### Recorded information
§

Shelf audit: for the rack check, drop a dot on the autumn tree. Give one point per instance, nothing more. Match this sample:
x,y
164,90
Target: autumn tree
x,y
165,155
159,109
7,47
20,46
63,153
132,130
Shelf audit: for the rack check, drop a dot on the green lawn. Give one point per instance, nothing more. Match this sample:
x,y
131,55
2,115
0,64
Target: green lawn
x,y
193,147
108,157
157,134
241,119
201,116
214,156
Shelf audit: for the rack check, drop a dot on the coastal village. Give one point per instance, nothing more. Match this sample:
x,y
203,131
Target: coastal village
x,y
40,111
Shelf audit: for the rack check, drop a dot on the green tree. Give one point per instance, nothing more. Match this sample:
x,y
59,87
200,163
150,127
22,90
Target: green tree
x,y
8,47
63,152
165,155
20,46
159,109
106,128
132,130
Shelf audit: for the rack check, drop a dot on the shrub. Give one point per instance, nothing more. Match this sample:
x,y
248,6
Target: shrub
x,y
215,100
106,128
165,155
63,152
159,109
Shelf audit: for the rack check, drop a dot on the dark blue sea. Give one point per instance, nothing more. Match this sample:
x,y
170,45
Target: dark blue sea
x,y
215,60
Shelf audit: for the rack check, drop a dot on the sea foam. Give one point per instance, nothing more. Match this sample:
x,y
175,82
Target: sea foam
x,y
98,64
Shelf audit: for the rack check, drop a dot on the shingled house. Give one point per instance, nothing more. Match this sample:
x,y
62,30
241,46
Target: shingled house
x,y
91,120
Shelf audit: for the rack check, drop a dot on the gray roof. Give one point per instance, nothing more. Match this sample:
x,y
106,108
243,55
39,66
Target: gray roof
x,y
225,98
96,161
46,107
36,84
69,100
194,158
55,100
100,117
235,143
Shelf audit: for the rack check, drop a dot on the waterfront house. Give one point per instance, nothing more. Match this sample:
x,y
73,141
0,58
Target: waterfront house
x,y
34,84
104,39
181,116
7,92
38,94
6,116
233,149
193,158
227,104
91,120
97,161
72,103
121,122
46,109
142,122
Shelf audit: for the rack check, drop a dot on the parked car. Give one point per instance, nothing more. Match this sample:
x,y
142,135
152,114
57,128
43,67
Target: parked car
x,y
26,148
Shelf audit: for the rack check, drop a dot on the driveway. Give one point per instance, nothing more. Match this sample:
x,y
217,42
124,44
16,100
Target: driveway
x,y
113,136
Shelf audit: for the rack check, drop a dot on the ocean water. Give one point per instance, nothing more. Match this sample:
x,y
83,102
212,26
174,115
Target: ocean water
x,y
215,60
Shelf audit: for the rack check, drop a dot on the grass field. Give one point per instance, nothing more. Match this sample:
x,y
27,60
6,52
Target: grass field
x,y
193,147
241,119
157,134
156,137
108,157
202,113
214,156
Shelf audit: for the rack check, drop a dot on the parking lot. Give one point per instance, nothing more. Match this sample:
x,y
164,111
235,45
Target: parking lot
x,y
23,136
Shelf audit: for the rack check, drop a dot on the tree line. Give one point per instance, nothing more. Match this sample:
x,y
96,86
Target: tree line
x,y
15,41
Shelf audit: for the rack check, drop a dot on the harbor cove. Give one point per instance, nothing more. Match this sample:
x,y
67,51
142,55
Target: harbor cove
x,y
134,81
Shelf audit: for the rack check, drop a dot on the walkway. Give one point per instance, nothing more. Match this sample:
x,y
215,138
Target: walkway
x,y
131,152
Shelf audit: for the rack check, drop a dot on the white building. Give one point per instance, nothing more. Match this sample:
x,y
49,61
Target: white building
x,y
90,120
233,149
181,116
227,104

§

### Your objective
Return all of the records above line for line, without altering a single character.

### Reply to the task
Shelf audit: for the rack check, drop a dot on the autumn tree. Give one point per instance, nothing more. Match this sample:
x,y
164,90
Target: autumn tree
x,y
165,155
159,109
7,47
20,46
63,153
132,130
Shelf audit: for the rack check, drop a dot on the green lawn. Give one point per instance, nothing more. Match this sample:
x,y
131,55
2,115
0,64
Target: green lawn
x,y
193,147
108,157
157,134
241,119
201,116
214,156
Shelf audit: for the rack check, drop a dot on the coastal village. Give one point per instance, nothing more. Match this sample:
x,y
203,131
Target: coastal village
x,y
40,111
Shelf audit: for the rack check, drop a dot on the green tree. Give one point per instance, nothing more. Match this sample:
x,y
59,87
200,163
150,127
22,90
Target: green tree
x,y
8,47
63,152
165,155
20,46
159,109
106,128
132,130
Shelf audit: for the rack check, drop a dot on the shrub. Give one point per instance, nothing more. Match this sample:
x,y
248,6
Target: shrub
x,y
215,100
106,128
165,155
63,152
159,109
Shelf audit: for the rack check, drop a dot on the dark blue sea. Give one point per instance, nothing more. Match this sample:
x,y
170,45
Target: dark blue sea
x,y
215,60
Shelf audit: for the rack check, drop a dot on the sea foam. Give one point per instance, nothing more. Match this sample:
x,y
175,82
Target: sea foam
x,y
98,64
Shelf audit: for the rack check, drop a dot on the shingled house. Give one point per instance, nothing more. Match this sample:
x,y
62,30
241,46
Target: shingled house
x,y
91,120
Shelf audit: for the rack check, drop a dot on the gray roof. Give one point per instance, nothing more. Match this sample:
x,y
106,108
243,55
39,66
Target: gray roof
x,y
225,98
96,161
46,107
36,84
69,100
194,158
55,100
100,117
235,143
Shelf audit: for the rack check, drop a dot on the waterfront house. Give one point per instance, nothing more. Match this sample:
x,y
73,141
0,58
Target: waterfront house
x,y
34,84
104,39
181,116
7,92
38,94
6,116
233,149
193,158
227,104
91,120
97,161
72,103
121,122
46,109
142,122
Shelf audit: for the rack check, drop a dot on the parked car. Give one point per instance, nothing more. Match this sample:
x,y
142,135
152,114
57,128
43,67
Target: parked car
x,y
26,148
Shelf audit: for the rack check, drop a dot on the driveway. Give one point per instance, nothing more. Match this sample:
x,y
217,42
124,44
16,100
Target: driveway
x,y
113,136
Shelf audit: for the rack check, drop a dot on the ocean water. Give one point per instance, nothing more. Match this sample:
x,y
83,102
212,26
174,115
Target: ocean water
x,y
215,60
Shelf audit: for the rack check, drop a dot on the grass field. Give one point per instance, nothing more. Match this sample:
x,y
27,60
6,52
Target: grass field
x,y
193,147
241,119
157,134
156,137
108,157
202,113
214,156
Shelf audit: for the rack check, drop a dot on the parking lot. Give one point per instance, nothing more. Match this sample:
x,y
164,111
235,45
Target: parking lot
x,y
23,136
Shelf audit: for the rack check, drop a dot on the tree line. Give one point per instance, nothing more. Match this sample:
x,y
96,86
Target: tree line
x,y
15,41
Shelf audit: for the rack check, drop a dot on the harbor cove. Give one point per instance, nothing more. Match this sample:
x,y
67,51
142,55
Target: harbor cove
x,y
134,81
Shelf audit: for the rack check, drop a dot on the walkway. Give one point per instance, nothing more. Match this sample:
x,y
215,138
Target: walkway
x,y
131,152
Shelf audit: for the rack check, drop a dot on the white building. Give one point per instance, nothing more. Match this sample:
x,y
49,61
Target: white building
x,y
90,120
233,149
181,116
227,104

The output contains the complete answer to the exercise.